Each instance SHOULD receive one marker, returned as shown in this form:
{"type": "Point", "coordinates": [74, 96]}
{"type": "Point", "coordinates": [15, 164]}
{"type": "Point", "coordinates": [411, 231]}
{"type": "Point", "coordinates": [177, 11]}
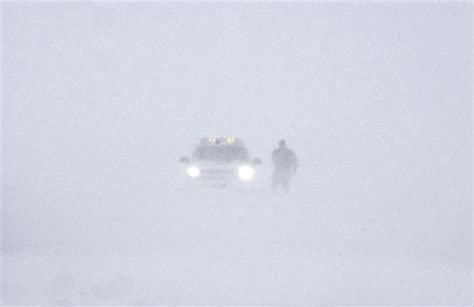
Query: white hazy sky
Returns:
{"type": "Point", "coordinates": [355, 88]}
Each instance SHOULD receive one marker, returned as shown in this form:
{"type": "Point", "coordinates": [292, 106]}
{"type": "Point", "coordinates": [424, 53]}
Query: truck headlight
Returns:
{"type": "Point", "coordinates": [193, 171]}
{"type": "Point", "coordinates": [246, 173]}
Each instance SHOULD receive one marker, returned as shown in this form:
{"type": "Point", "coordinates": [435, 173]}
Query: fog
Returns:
{"type": "Point", "coordinates": [100, 100]}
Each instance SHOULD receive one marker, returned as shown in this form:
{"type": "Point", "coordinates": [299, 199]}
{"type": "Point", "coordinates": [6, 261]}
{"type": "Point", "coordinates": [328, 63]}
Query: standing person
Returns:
{"type": "Point", "coordinates": [285, 163]}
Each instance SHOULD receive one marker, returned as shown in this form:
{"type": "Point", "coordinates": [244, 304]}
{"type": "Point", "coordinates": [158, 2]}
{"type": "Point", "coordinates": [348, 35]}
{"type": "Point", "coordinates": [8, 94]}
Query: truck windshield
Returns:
{"type": "Point", "coordinates": [221, 153]}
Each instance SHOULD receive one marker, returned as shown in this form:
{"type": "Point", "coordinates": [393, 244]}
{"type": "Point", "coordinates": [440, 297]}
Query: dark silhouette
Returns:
{"type": "Point", "coordinates": [285, 163]}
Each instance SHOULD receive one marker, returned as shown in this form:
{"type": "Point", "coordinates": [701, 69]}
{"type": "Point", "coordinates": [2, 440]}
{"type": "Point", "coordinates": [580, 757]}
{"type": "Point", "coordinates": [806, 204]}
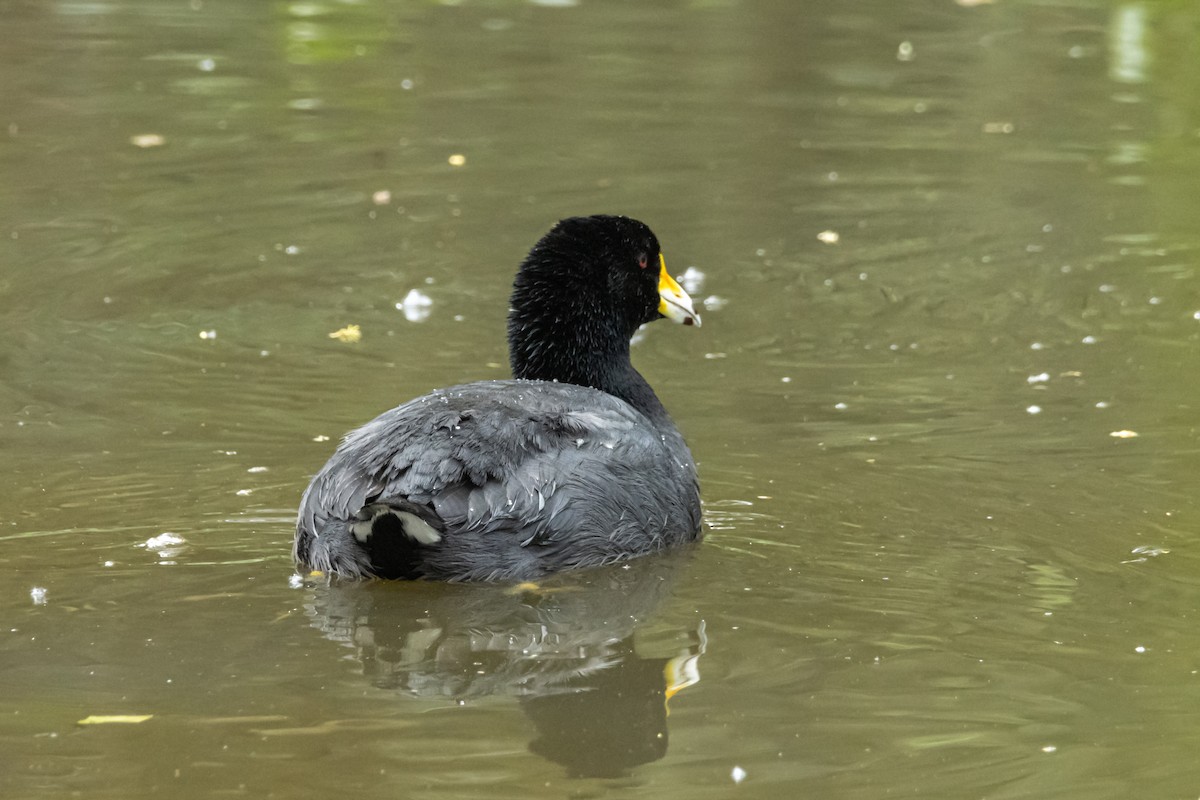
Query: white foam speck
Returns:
{"type": "Point", "coordinates": [415, 306]}
{"type": "Point", "coordinates": [691, 280]}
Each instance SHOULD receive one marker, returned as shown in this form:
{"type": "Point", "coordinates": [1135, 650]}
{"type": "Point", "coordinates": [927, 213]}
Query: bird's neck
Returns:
{"type": "Point", "coordinates": [603, 365]}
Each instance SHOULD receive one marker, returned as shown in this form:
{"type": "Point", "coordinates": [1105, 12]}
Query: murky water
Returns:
{"type": "Point", "coordinates": [943, 401]}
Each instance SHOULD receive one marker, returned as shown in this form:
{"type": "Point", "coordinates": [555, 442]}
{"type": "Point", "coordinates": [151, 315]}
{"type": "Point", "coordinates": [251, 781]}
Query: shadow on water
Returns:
{"type": "Point", "coordinates": [565, 649]}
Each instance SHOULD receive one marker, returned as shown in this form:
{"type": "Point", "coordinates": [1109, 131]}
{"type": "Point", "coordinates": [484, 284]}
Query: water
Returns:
{"type": "Point", "coordinates": [949, 252]}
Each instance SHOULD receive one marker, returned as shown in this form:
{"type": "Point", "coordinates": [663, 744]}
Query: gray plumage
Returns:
{"type": "Point", "coordinates": [516, 479]}
{"type": "Point", "coordinates": [522, 477]}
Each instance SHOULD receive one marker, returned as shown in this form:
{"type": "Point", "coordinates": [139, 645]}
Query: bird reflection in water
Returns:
{"type": "Point", "coordinates": [564, 649]}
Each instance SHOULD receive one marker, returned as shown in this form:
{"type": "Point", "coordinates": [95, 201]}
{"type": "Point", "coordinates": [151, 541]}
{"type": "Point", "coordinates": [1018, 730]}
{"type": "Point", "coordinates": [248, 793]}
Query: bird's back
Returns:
{"type": "Point", "coordinates": [499, 480]}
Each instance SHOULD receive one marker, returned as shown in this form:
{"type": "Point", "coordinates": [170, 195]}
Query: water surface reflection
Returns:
{"type": "Point", "coordinates": [565, 649]}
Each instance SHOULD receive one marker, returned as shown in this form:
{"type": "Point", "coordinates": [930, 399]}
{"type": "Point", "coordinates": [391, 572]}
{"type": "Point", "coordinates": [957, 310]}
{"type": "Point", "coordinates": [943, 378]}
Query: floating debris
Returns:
{"type": "Point", "coordinates": [691, 280]}
{"type": "Point", "coordinates": [114, 719]}
{"type": "Point", "coordinates": [148, 140]}
{"type": "Point", "coordinates": [163, 540]}
{"type": "Point", "coordinates": [415, 306]}
{"type": "Point", "coordinates": [348, 334]}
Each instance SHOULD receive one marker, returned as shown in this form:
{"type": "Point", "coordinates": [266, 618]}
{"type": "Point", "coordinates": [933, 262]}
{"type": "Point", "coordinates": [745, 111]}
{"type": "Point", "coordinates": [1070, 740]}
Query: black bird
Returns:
{"type": "Point", "coordinates": [574, 463]}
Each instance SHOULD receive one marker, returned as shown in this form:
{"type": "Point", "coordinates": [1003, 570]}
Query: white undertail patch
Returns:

_Work required_.
List every line in the items above that contains the word "reflection".

_Output of the exercise_.
Query: bird reflection in water
Query: water surface reflection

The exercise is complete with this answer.